Data excerpts
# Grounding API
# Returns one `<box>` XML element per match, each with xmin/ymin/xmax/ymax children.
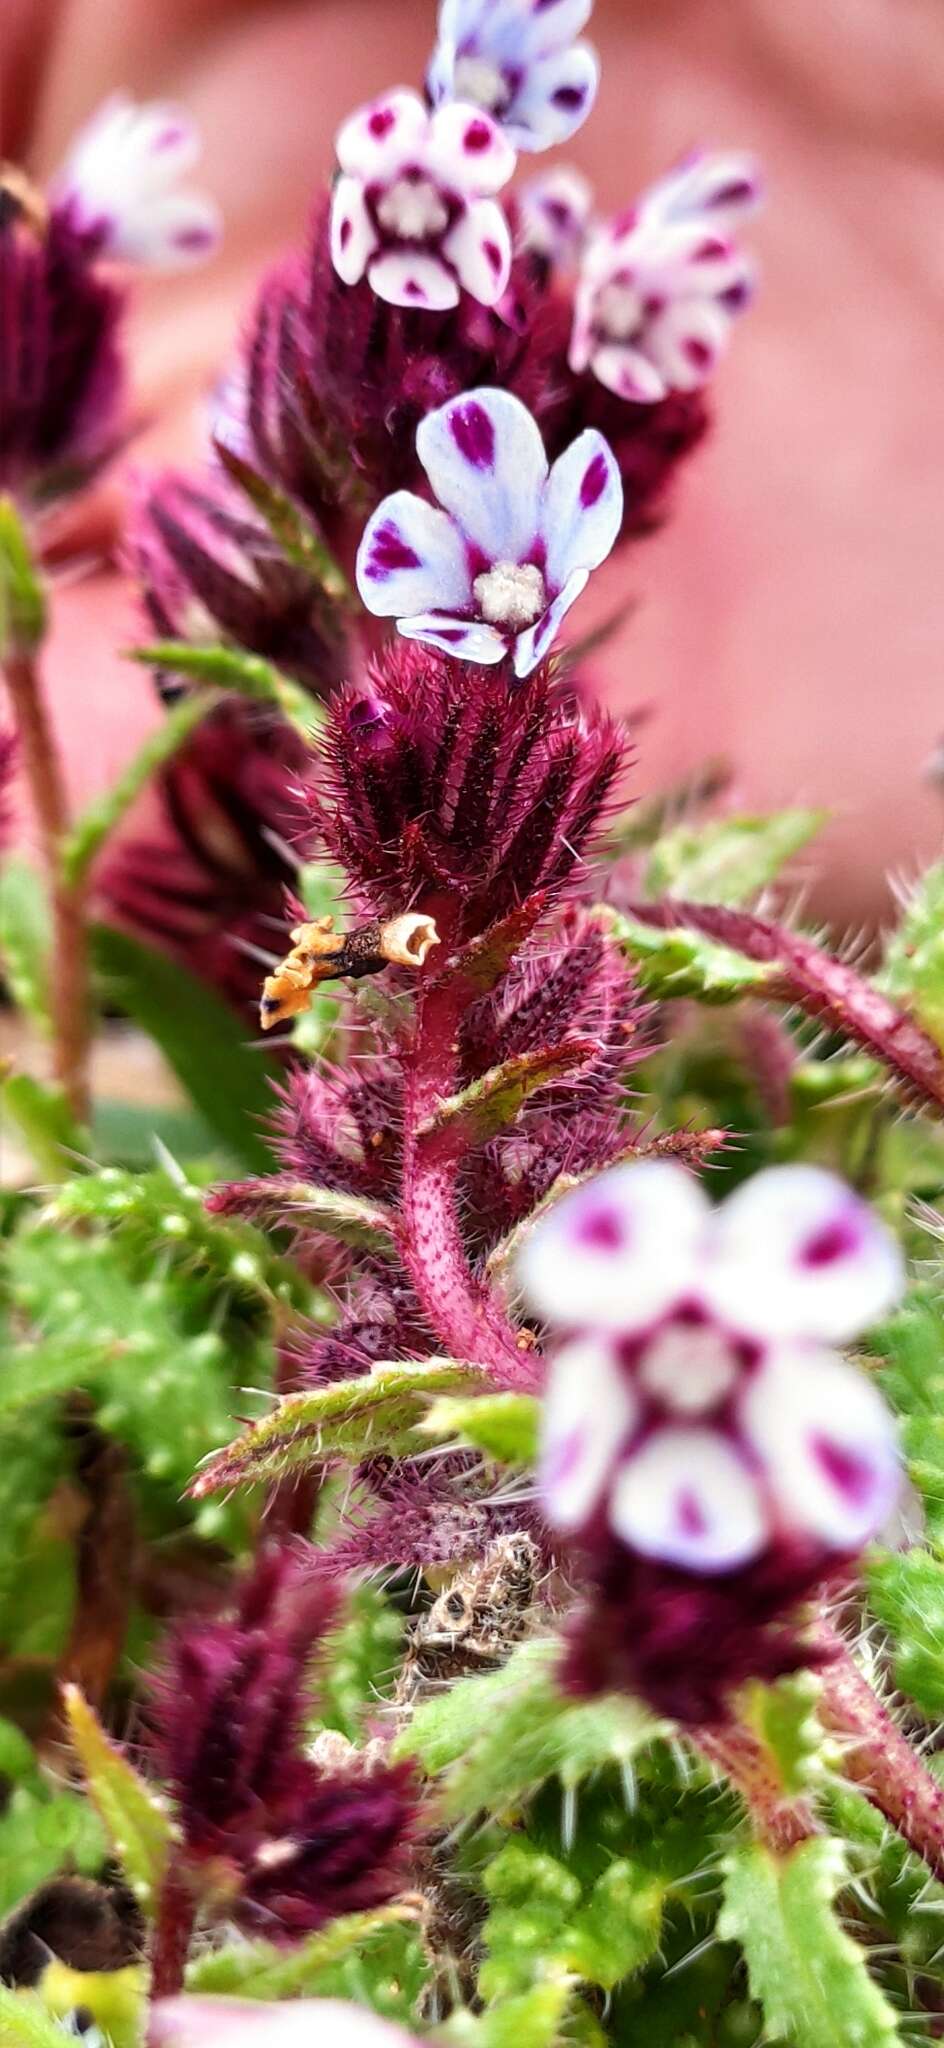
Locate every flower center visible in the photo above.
<box><xmin>637</xmin><ymin>1325</ymin><xmax>738</xmax><ymax>1416</ymax></box>
<box><xmin>473</xmin><ymin>560</ymin><xmax>547</xmax><ymax>630</ymax></box>
<box><xmin>597</xmin><ymin>278</ymin><xmax>646</xmax><ymax>341</ymax></box>
<box><xmin>453</xmin><ymin>54</ymin><xmax>510</xmax><ymax>115</ymax></box>
<box><xmin>376</xmin><ymin>175</ymin><xmax>449</xmax><ymax>241</ymax></box>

§ WORK REQUIRED
Every line above should be transcribed exactly, though no image should be carried over.

§ EXPECTED ANSWER
# Grounding API
# Returns one `<box>` XML element per match, each with xmin/ymin/xmax/ymax children.
Locate every flower center visible in the photo above.
<box><xmin>637</xmin><ymin>1325</ymin><xmax>738</xmax><ymax>1416</ymax></box>
<box><xmin>473</xmin><ymin>560</ymin><xmax>547</xmax><ymax>630</ymax></box>
<box><xmin>597</xmin><ymin>278</ymin><xmax>646</xmax><ymax>341</ymax></box>
<box><xmin>453</xmin><ymin>54</ymin><xmax>510</xmax><ymax>115</ymax></box>
<box><xmin>376</xmin><ymin>175</ymin><xmax>449</xmax><ymax>241</ymax></box>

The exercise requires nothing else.